━━━━━ Text extract

Notes From the Wagon Train: Volume 2 – The Movers That Never Were

So if you are just joining, I’m talking about our ridiculous decision to make ANOTHER move across the country. After 370 days in Florida, where we endured life on the surface of the sun, braved the swarm of rabid, flying roaches, and successfully survived the worst freaking drivers in the developed world, me and family were like:


This was all well and good until I really started thinking about the move itself. The prospect of moving my life back across the continent was giving me heart palpitations, particularly since I’d done this once with less than stellar results. Actually, it gave me nightmares—seriously. Once we settled on actually moving back to Seattle, I started having dreams where I would drive the truck off the side of a mountain and die in a fiery death. It was bad enough, I started having palm sweats and shaking hands whenever I thought about driving.

This is an actual post I made back when we were planning the move:

Screen Shot 2015-08-18 at 8.37.36 PM

Now I don’t generally make decisions out of fear because I don’t routinely put myself in situations where this is a thing. The scariest thing I do is the corn maze in October when we go to pick out pumpkins. Why is it scary? It’s a corn maze and I’m a black dude—I’m like 67 times more likely to get murdered in October when walking through a corn maze. Don’t let it be after dark (it never is) because my death potential goes up to like 127%–I am guaranteed to die.

━━━━━━━━━━
━━━━━ Records shown

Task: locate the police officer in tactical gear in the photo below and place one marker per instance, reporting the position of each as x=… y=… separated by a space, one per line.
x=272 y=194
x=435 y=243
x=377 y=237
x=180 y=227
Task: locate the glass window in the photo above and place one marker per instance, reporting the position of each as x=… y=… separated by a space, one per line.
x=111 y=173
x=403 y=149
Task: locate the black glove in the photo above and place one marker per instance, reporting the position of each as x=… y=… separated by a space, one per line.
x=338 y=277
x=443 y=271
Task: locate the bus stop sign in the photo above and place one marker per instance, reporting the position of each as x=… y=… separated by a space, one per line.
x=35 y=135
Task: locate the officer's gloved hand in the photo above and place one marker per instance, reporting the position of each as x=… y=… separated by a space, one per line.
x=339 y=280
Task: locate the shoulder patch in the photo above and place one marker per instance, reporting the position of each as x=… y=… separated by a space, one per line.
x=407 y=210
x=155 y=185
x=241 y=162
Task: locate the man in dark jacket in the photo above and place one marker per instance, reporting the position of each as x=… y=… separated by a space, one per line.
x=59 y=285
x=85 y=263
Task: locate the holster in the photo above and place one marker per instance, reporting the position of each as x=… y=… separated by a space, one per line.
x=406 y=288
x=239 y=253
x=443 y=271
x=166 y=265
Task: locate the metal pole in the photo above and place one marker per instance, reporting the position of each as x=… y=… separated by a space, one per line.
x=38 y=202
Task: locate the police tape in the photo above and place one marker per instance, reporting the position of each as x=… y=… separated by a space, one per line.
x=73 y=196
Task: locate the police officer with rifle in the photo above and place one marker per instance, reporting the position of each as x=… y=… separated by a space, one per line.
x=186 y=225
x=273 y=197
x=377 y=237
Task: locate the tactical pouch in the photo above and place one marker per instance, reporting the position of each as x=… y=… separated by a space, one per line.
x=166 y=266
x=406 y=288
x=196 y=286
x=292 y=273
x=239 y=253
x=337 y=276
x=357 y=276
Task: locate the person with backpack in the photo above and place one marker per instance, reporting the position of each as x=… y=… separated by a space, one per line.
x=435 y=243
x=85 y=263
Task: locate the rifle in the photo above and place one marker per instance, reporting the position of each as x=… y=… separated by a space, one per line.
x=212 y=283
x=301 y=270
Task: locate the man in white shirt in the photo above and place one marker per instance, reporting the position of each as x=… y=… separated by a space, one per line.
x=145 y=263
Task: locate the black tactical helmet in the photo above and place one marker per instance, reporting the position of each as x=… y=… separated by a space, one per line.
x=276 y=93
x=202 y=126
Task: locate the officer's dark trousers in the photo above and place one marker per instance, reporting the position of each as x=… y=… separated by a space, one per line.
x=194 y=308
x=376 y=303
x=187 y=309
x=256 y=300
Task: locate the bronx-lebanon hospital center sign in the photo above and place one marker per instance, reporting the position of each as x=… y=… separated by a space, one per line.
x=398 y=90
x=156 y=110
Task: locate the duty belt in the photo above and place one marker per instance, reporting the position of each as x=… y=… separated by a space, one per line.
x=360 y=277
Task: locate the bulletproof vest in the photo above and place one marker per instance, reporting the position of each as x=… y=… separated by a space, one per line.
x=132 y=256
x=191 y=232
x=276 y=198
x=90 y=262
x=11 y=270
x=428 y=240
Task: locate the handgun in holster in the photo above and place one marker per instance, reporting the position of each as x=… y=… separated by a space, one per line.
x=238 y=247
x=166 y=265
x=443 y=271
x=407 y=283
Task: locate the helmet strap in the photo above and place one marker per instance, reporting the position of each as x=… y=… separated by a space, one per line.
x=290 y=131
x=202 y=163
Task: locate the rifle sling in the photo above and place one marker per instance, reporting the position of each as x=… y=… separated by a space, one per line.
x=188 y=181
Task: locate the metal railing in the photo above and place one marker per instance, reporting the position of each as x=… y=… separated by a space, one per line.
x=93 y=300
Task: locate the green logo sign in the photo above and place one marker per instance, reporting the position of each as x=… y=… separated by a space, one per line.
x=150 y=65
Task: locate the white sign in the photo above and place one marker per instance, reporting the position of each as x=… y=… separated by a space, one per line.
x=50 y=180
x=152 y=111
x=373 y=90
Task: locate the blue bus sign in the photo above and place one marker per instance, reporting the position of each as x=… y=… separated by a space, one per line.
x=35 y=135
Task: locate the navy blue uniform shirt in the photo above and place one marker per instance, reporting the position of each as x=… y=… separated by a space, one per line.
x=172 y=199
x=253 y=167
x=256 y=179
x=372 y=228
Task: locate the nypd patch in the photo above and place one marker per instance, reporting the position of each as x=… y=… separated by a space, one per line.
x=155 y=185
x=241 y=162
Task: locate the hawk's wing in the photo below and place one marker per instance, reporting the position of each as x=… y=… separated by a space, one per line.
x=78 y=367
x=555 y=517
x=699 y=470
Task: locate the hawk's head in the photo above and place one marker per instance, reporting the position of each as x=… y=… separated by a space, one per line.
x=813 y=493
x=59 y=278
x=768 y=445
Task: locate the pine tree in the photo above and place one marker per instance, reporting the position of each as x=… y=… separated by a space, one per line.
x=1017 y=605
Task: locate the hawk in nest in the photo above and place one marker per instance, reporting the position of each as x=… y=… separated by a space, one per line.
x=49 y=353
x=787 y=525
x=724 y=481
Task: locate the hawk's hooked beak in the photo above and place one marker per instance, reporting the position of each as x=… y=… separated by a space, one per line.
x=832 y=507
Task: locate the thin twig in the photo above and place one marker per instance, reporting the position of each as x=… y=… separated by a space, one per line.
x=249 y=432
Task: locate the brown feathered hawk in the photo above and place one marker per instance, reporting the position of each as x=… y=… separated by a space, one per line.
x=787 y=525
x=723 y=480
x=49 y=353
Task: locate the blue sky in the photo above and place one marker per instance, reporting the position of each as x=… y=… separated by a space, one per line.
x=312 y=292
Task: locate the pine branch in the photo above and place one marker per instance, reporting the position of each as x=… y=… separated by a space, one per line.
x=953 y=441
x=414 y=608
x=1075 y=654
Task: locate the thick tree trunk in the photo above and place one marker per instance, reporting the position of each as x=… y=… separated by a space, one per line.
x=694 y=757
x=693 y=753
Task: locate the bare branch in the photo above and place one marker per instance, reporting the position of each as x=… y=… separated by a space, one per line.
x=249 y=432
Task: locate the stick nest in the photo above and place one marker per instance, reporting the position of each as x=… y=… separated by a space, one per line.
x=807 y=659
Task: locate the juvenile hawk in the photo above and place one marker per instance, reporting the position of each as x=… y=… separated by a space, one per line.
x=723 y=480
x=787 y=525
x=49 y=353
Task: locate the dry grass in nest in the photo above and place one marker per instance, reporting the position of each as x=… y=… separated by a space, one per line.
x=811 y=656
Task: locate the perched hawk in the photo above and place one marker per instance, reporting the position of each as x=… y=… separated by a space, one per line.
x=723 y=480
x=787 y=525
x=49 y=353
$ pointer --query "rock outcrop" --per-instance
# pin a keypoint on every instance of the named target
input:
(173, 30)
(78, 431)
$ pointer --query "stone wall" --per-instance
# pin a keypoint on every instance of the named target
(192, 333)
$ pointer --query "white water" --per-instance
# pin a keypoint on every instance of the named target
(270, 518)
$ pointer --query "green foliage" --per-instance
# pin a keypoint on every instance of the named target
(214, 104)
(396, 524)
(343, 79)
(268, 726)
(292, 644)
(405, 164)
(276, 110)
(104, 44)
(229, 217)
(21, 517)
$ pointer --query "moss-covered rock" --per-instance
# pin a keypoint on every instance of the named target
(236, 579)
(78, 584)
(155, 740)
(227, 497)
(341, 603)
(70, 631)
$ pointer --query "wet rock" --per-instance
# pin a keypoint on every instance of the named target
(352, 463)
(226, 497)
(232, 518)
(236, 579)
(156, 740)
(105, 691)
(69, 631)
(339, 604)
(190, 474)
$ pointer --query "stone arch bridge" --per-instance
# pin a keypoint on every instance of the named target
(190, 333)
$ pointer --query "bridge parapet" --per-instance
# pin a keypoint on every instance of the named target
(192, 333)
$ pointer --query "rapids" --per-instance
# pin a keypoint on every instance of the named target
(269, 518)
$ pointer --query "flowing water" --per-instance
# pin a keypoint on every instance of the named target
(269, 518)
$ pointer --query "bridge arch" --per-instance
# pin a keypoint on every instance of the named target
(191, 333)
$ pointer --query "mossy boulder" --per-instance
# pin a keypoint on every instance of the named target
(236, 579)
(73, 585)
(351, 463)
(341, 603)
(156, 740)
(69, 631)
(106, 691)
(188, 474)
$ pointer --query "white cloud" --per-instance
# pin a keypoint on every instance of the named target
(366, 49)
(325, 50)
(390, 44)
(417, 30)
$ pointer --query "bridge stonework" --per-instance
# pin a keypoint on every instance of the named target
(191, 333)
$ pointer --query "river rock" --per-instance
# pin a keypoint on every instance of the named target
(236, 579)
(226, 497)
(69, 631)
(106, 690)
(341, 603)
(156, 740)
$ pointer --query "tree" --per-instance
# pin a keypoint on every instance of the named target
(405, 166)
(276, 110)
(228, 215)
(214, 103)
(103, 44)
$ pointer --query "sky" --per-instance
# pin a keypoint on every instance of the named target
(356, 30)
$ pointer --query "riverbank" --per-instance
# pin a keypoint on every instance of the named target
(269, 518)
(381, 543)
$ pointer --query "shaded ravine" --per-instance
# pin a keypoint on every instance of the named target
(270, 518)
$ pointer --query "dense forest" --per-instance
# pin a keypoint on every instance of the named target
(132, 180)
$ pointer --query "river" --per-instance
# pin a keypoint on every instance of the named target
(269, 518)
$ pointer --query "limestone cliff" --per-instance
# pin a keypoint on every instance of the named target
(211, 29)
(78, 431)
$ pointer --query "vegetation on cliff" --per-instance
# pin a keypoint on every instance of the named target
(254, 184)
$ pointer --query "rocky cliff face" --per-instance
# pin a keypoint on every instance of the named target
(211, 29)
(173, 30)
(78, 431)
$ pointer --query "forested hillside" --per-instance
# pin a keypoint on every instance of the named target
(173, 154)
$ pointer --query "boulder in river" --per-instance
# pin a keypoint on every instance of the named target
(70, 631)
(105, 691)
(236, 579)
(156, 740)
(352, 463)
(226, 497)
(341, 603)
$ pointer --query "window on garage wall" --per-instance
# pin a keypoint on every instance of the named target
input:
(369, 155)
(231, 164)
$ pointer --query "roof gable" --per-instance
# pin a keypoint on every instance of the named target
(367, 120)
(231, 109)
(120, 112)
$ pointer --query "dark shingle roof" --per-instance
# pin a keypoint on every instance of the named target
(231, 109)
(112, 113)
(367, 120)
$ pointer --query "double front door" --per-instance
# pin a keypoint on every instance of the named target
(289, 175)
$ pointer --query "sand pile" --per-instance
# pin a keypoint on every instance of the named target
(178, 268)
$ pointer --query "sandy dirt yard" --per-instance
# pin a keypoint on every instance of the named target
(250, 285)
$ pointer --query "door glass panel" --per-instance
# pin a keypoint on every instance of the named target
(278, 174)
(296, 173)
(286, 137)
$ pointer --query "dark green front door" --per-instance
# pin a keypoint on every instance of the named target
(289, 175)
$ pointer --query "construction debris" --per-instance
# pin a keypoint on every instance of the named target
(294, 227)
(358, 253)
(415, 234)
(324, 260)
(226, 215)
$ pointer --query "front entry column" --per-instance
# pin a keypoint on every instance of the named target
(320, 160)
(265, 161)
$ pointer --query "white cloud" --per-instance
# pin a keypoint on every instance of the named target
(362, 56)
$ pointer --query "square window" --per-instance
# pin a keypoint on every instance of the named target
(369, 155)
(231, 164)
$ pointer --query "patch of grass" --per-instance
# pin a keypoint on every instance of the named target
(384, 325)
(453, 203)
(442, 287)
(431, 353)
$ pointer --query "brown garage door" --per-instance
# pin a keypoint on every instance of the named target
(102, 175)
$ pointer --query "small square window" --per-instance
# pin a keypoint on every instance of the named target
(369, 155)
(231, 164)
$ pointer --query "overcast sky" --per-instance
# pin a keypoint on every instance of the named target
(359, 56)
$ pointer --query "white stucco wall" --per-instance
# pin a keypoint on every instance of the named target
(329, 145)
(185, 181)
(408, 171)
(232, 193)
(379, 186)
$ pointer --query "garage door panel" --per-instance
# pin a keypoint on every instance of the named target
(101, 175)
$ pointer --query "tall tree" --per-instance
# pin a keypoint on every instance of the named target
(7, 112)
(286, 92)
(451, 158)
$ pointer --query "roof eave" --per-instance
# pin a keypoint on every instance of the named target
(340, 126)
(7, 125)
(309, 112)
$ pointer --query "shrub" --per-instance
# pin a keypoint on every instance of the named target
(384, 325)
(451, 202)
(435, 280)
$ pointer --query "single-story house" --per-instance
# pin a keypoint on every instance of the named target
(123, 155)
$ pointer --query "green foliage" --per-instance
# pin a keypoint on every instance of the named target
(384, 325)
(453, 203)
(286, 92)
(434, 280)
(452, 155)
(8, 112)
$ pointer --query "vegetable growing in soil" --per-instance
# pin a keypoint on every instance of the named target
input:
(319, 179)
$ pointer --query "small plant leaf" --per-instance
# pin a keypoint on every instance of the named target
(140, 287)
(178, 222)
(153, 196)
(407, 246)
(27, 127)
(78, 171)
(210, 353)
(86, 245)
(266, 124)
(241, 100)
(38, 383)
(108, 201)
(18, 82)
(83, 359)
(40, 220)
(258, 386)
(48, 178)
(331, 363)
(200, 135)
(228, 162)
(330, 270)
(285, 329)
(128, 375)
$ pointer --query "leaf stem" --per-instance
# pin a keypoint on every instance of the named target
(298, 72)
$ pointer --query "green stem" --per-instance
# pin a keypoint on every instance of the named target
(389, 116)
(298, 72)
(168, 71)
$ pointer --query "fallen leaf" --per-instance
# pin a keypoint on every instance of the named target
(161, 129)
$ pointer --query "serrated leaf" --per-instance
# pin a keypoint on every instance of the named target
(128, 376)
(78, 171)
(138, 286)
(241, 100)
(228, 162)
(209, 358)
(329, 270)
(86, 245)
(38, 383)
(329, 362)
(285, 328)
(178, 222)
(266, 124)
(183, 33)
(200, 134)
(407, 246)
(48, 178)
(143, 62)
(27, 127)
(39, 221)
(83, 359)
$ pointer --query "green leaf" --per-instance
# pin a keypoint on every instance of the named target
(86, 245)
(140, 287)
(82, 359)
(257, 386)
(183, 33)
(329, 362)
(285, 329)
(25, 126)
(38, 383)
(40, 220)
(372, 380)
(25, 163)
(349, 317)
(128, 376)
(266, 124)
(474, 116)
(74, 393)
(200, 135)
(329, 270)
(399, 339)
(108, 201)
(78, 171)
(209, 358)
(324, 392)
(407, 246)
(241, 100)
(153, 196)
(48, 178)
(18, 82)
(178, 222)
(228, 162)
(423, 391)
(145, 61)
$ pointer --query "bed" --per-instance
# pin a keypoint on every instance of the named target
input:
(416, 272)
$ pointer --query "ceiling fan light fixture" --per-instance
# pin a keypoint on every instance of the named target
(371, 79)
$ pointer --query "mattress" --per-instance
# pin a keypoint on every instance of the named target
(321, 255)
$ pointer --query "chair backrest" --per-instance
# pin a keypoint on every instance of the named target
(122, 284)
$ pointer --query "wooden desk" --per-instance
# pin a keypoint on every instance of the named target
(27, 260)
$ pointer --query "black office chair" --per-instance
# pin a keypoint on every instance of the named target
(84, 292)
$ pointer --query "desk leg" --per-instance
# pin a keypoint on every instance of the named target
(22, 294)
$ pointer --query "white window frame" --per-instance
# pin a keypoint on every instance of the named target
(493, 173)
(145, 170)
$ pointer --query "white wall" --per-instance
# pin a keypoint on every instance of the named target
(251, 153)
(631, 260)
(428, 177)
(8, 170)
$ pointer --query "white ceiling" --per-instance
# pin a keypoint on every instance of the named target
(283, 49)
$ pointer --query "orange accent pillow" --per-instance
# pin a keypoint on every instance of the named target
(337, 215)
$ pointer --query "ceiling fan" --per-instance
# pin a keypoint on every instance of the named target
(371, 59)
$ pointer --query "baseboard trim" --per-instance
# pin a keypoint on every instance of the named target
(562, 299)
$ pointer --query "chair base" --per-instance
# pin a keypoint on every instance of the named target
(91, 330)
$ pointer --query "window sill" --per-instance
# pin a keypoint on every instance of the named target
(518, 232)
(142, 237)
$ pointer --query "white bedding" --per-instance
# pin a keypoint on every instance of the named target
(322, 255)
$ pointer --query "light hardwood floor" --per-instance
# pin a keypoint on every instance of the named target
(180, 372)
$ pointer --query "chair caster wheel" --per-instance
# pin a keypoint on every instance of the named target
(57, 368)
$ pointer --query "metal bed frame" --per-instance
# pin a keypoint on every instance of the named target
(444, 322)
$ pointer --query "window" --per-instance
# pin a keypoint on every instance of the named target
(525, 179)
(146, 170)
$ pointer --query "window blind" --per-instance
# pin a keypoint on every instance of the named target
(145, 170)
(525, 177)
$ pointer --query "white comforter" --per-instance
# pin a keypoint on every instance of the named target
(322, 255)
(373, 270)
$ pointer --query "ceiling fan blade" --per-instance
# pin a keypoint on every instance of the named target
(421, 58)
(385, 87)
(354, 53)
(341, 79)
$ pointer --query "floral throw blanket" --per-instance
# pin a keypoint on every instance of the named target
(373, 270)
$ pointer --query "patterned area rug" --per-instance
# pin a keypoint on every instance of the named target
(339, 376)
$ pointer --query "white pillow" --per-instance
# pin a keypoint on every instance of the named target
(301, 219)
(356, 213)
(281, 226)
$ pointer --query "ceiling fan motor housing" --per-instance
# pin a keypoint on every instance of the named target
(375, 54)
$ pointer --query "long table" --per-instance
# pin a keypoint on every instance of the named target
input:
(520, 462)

━━━━━━━━━━

* [Task description]: Write the next part of the blog post about the family's move back to Seattle, starting after its last sentence. The records were taken from a separate source.

* [Task response]:
We moved to Seattle in April 2007 and, by then, I had genuinely forgotten about the whole “volcanoes are real AND they’re here” thing. The last time Mount St. Helens erupted, I was 7 and the only time I’d ever heard about human beings dying from a volcanic eruption was Pompeii. It wasn’t a concern. I was, however, wholly unaware of the whole earthquakes thing. THAT is not on the brochure.

Like 2 days after I’d started my new job, I was in the office in downtown Seattle overlooking the Sound and some chunky dude in a polo shirt and a construction helmet said something about getting under your desk for the earthquake drill. Of course I didn’t pay attention to him because he was some dude in a construction helmet. It wasn’t until went to the office next door to say something to Karen—ain’t that an office-y name? Karen…sound like she think she shift lead or manager or something, huh?—that I noticed everyone was gone. And I mean Left Behind gone. Vanished.

It wasn’t until I heard that harsh whisper-yell from a cubicle, talking about “Chris! Get down!”

Me: “The fuck are you doing under your desk?”

Cubicle: “Earthquake drill! Get under your desk! Don’t you see the flashing li—“

Me: “Earthquake drill? EARTHQUAKE drill? Y’all get earthquakes here? And we’re on the 33rd floor?”

It didn’t go well. My fears about earthquakes were quickly dashed by the news that Mount Rainier, WHEN it decides to blow, will kill us all.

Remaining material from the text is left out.